木偶(読み)でく

精選版 日本国語大辞典 「木偶」の意味・読み・例文・類語

でく【木偶】

〘名〙
① 木を彫って作った人形。もくぐう。また、広く人形。でこ
読本椿説弓張月(1807‐11)後「汝を屠(ほふる)こと、木偶(デク)を毀(くだく)より易し」
② あやつり人形。くぐつ。てくぐつ。
※俳諧・広原海(1703)三「とと様の木偶に継母傀儡師
五重塔(1891‐92)〈幸田露伴〉一〇「糸で曳かるる木偶(デク)のやうに我を忘れて」
③ 役にたたない人。能力のない人。また、そのような人をののしっていう。でくのぼう。
滑稽本・旧観帖(1805‐09)初「大勢と切合申たが、金吾どのはづねゑでくでナア。皆迯ていったアとおもはっしゃい」

もく‐ぐう【木偶】

〘名〙 中国古代の副葬品の一つ。春秋末から戦国・漢・遼・宋代にわたる墳墓に多くみられ、死後の生活にそなえてつくられたものと考えられている。木製の俑(よう)(=人形)で、土製土偶に対していう。転じて、木の人形一般のこと。でく。木偶人(もくぐうじん・もくぐうにん・ぼくぐうじん)。ぼくぐう。

* データ抜粋:

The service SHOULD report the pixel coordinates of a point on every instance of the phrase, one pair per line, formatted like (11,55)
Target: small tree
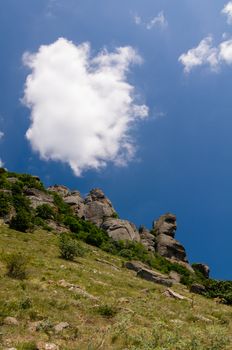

* 練習問題:
A - 「木偶」の辞書項目によると、木製の俑である「もくぐう」は、どの語に対していう言葉か。
B - 「木偶」の辞書項目を、最後の文の後から書き継いでください。

* 練習問題の解答:
A - 土製の土偶に対していう言葉である。

B -
※旱霖集(1422)悼大道和尚頌軸序「豈但如土梗木偶漠然無一レ悲喜」 〔潘岳‐弔孟嘗君文〕

でこ【木偶】

〘名〙 =でく(木偶)
男重宝記(元祿六年)(1693)五「傀儡子(でくるぼう)を、中国にてはでぎのばうといふ。あづまにてはでこといふ」
随筆常山紀談(1739)一六「常に人なき所に彼のでこを並べ、武者押(むしゃおし)、陣取をして戯れ悦びしとぞ」

ぼく‐ぐう【木偶】

〘名〙 木ぼりの人形。木像。でく。もくぐう。〔広益熟字典(1874)〕

き‐でこ【木偶】

〘名〙 大分県別府市や、鳥取市などで作られる木製の人形。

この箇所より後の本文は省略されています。